Copy out the data again from the very beginning through the line containing "[(878, 250)]", with both ends included and nothing altered.

Data for this task:
★ ★ ★ ★ ★ ★ ★

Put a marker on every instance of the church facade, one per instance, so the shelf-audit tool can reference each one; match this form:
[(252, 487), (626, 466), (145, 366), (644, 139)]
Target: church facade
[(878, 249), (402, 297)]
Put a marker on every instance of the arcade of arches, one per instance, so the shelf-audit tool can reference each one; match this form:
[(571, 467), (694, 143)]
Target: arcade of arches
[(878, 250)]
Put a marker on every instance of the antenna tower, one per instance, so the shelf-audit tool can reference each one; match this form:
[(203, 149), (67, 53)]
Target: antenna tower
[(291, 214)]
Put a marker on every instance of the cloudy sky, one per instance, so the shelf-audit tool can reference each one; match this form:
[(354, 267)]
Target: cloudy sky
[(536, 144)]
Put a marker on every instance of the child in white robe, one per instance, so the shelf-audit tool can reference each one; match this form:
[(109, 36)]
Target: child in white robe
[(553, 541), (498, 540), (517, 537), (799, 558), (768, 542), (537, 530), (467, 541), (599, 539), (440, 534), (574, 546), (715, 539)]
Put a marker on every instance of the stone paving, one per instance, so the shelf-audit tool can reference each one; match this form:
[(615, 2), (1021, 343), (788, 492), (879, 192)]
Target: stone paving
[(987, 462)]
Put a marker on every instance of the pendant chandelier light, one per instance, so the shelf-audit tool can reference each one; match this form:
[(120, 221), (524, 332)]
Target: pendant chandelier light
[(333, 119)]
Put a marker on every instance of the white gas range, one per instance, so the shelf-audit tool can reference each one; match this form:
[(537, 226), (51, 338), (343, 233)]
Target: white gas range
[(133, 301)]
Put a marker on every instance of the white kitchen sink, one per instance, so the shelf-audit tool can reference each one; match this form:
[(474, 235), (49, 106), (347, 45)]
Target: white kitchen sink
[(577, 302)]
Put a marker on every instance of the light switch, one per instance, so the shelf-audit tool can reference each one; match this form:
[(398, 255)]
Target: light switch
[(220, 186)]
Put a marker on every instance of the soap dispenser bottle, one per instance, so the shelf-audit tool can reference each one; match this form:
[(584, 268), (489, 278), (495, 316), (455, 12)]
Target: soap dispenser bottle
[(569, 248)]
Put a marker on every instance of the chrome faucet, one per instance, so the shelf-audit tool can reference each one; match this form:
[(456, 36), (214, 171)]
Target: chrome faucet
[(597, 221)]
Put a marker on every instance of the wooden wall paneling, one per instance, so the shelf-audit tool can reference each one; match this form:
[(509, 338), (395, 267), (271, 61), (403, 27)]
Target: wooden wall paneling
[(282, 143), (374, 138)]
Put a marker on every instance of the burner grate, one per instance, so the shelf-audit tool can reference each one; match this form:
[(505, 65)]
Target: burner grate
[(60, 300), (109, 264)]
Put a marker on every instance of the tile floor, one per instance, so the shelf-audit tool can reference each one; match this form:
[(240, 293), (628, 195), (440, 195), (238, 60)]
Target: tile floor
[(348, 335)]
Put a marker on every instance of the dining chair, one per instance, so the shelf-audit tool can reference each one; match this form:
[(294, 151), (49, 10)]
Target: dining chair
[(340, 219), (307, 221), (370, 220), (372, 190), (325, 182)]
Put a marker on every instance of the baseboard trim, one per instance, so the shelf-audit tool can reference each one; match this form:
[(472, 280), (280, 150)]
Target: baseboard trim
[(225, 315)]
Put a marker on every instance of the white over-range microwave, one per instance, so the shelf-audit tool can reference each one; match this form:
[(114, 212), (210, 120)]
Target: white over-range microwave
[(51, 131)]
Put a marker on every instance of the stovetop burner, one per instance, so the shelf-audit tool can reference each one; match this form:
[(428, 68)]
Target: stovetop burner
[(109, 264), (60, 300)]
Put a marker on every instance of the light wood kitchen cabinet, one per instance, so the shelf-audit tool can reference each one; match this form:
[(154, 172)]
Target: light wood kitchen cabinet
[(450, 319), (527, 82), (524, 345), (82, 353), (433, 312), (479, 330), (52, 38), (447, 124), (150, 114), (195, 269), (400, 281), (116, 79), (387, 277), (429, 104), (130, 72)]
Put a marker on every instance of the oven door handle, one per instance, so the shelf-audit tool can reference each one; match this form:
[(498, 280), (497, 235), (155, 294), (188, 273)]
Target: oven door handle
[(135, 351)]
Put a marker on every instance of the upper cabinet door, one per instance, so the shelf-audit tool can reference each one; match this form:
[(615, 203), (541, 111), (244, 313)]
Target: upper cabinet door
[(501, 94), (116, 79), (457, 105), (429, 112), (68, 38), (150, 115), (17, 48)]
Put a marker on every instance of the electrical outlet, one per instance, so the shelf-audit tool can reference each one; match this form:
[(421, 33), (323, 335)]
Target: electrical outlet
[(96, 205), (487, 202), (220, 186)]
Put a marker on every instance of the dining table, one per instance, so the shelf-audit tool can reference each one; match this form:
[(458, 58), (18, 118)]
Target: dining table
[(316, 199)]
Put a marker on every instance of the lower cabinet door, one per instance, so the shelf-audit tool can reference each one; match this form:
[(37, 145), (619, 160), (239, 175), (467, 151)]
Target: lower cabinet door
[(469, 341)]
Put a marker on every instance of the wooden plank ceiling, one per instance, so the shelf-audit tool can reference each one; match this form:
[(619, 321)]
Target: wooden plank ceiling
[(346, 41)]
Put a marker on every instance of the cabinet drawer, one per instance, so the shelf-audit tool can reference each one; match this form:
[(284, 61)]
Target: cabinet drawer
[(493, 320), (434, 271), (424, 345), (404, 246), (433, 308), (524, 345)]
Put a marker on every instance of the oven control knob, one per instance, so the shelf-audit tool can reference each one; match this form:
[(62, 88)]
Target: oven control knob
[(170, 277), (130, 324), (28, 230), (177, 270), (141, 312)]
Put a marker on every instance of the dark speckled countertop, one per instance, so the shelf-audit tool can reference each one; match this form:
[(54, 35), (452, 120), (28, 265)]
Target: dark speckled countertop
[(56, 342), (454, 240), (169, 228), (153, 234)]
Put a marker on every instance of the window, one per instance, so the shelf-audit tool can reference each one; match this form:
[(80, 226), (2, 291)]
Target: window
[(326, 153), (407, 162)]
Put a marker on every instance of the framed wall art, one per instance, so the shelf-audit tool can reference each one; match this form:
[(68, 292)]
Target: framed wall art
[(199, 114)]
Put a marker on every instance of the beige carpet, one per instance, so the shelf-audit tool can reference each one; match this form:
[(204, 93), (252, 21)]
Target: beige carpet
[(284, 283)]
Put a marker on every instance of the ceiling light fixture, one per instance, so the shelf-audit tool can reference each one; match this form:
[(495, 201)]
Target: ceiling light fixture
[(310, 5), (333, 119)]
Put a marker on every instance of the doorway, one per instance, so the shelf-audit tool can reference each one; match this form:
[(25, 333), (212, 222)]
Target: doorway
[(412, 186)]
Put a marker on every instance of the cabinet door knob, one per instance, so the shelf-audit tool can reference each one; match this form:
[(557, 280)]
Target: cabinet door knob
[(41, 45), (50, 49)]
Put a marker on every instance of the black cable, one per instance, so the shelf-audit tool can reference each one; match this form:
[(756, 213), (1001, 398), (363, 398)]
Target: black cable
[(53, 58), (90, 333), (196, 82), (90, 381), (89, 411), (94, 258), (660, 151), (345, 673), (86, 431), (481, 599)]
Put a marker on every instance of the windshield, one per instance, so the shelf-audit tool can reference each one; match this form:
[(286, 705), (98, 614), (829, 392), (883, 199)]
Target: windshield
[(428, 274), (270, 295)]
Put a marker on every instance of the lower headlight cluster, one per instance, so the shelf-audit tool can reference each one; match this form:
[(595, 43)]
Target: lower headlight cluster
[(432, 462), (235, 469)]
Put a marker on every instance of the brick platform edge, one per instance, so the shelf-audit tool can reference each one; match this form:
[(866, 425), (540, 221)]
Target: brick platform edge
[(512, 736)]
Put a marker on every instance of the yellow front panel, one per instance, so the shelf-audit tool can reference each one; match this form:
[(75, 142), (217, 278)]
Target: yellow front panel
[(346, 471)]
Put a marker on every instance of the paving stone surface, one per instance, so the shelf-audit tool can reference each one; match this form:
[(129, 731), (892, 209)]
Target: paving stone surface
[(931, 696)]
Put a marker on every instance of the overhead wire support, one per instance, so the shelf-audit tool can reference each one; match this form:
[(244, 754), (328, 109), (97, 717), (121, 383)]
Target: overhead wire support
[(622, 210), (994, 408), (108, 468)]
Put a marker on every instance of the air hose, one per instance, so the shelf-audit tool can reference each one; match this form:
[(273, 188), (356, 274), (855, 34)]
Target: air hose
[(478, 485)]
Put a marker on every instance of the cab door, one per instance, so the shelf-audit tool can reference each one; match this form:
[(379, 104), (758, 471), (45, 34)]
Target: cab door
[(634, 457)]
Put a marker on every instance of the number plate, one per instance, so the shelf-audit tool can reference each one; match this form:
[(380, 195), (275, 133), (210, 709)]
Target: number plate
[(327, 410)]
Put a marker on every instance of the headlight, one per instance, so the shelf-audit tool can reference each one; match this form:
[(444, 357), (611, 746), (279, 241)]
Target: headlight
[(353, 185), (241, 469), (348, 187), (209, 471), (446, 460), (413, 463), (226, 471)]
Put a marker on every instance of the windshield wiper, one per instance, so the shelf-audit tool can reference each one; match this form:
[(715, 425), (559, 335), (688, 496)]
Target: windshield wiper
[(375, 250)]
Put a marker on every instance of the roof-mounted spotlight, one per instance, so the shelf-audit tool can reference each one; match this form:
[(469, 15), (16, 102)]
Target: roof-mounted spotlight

★ ★ ★ ★ ★ ★ ★

Correct answer:
Put a marker on every instance of the church facade, one per instance, so the shelf-audit tool can reference each one; match this form:
[(252, 487), (626, 466), (145, 366), (644, 139)]
Target: church facade
[(878, 249), (402, 297)]
Put a marker on every instance of the arcade of arches, one per instance, so the shelf-audit tool can reference each one; match this form:
[(571, 467), (694, 143)]
Target: arcade of arches
[(878, 250)]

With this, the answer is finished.